**Goal 1**.
Answer these from the forum thread on restroom fixture counts:
(a) Which occupancy groups require a family or assisted-use toilet room, and at what aggregate number of water closets?
(b) How does the California version of the IBC designate a single-occupancy restroom?
(c) What is the occupant load for the two-story building in the county park?
**Goal 2**. Pick up the forum thread on restroom fixture counts after its last post and write the next reply.

**Text shown**.
★ ★ ★ ★ ★

# number of fixture units



## James Davis (May 30, 2019)

so the plumbing code tells us how manny toilets we need for a Womens and Mans restrooms but where does it tell us how manny toilets you need per occupant for gender nutral?


----------



## James Davis (May 30, 2019)

James Davis said:


> so the plumbing code tells us how manny toilets we need for a Womens and Mans restrooms but where does it tell us how manny toilets you need per occupant for gender nutral?


nice spelling


----------



## RLGA (May 30, 2019)

There is no "gender-neutral" restroom provision in the plumbing (IPC) or building (IBC) codes. The closest thing that these codes have to a "gender-neutral" restroom is the family or assisted-use toilet room. These are only required for Group A and M occupancies and when the aggregate number of water closets for those occupancy groups is 6 or more.


----------



## Yikes (May 31, 2019)

You did not say where the project is located.
In California, the IBC has been modified such that any single-occupancy restroom (intended for one user at a time) is designated "gender neutral".  
But that doesn't affect the number of fixtures; it only affects the labeling on the door of the restroom.


----------



## James Davis (May 31, 2019)

James Davis said:


> nice spelling


this is in California it is in a county park, it is a two story building with an A3 and a single restroom upstair accessible via an elevator occupant load for the building is 229 they have 5 rest rooms all single usage. one of our inspectors ask (what I thought was a good question for this forum)what would be the required number of toilets based on geneder nutral occupancy.

★ ★ ★ ★ ★

(Stored items from a collection)
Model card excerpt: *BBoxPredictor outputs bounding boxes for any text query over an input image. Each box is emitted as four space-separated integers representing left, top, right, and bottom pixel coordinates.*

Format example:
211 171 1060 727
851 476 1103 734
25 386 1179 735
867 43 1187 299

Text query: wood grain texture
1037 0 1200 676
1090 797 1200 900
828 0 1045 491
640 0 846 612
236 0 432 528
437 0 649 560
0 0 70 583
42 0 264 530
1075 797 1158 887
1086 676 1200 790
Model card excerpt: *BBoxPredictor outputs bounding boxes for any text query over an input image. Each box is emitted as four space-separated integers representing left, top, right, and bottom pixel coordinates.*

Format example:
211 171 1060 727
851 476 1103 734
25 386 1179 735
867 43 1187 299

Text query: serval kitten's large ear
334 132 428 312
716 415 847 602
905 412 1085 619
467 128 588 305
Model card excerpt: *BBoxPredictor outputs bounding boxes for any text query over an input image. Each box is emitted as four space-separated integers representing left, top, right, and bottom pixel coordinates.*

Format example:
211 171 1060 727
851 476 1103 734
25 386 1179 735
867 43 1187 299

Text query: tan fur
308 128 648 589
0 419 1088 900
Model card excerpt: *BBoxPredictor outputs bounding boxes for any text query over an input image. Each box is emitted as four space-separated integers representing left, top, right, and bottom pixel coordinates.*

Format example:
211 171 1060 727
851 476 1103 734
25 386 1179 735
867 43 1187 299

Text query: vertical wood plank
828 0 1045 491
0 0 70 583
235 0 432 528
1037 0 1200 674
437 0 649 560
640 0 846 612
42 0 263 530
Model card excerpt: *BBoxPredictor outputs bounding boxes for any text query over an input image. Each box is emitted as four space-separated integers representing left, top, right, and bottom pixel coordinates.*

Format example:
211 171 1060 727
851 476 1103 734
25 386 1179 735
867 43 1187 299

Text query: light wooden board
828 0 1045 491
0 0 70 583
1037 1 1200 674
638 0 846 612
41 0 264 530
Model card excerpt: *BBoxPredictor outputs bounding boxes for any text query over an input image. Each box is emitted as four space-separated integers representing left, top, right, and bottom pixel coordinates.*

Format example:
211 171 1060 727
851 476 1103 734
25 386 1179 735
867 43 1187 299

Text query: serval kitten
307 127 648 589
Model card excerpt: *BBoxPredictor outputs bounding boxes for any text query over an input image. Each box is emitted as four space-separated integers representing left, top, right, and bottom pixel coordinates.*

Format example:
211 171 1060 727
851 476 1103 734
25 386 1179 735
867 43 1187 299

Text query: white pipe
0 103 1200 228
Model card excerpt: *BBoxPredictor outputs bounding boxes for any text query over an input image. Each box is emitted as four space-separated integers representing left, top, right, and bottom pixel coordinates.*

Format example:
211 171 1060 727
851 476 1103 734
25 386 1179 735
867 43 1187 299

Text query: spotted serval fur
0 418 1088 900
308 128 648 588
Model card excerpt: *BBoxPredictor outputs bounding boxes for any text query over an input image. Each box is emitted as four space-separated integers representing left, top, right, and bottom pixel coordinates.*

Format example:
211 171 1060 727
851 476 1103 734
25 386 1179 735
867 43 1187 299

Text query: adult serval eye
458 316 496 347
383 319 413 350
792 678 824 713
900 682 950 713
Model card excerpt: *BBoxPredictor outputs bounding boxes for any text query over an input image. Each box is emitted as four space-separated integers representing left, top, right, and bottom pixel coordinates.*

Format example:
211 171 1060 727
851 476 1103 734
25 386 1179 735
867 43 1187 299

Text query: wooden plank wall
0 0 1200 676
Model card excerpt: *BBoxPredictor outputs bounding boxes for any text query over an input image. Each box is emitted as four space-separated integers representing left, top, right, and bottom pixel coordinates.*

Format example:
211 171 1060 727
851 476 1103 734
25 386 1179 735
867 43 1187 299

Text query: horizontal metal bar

★ ★ ★ ★ ★

**Expected output 1**.
(a) Groups A and M, when the aggregate number of water closets is 6 or more.
(b) As "gender neutral."
(c) 229.

**Expected output 2**.
----------



## Yikes (May 31, 2019)

There seem to be several issues inherent in your question:
1.  How many fixtures are required to serve 229 occupants?
a) if it was previously legally permitted with the existing # of fixtures you described, and you are not changing the use or occupancy, then the inspector's question about # of fixtures is irrelevant.  It "is what it is".  Skip to #3 below.
b) if it is a new building, or a change in occupancy or # of users, then you first look to the CPC to determine # of fixtures for male and # of fixtures for female.​2.  If the answer is 1(b) and you have decided to meet the requirements via 100% single occupancy restrooms, then total up the number of required fixtures (male + female), and that's how many single-occupancy (gender neutral) restrooms you will need.

3.  See also https://www.documents.dgs.ca.gov/dsa/bulletins/BU_17-01-01.pdf

4.  FYI, if new construction, see also CBC 11B-213.2 exception #4, which says 50% of the cluster of single user restrooms must be accessible.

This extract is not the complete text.